◆ **EXERCISE BRIEF**
In the material below, repeat only the lines from the one that holds "Help me locate the concrete" through the final line, exactly as they stand.

◆ **MATERIAL TO PROCESS**
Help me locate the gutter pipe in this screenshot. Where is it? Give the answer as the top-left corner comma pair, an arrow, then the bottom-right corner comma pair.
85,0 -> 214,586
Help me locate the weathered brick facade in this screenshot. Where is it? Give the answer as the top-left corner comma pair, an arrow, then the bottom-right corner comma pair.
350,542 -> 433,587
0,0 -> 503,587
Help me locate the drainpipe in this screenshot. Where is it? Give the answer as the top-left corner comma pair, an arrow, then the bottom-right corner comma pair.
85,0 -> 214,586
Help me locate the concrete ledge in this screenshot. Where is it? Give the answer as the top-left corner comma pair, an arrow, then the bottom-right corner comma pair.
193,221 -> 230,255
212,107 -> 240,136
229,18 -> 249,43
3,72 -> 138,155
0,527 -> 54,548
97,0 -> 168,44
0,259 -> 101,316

◆ **FINAL ANSWER**
Help me locate the concrete ledge in this screenshot. Where is it? Give the answer as the top-left corner comma pair, an arrow, then the bottom-right corner comma pair.
193,221 -> 230,255
212,107 -> 240,136
229,18 -> 249,43
3,72 -> 138,155
0,527 -> 54,548
97,0 -> 168,44
0,259 -> 101,316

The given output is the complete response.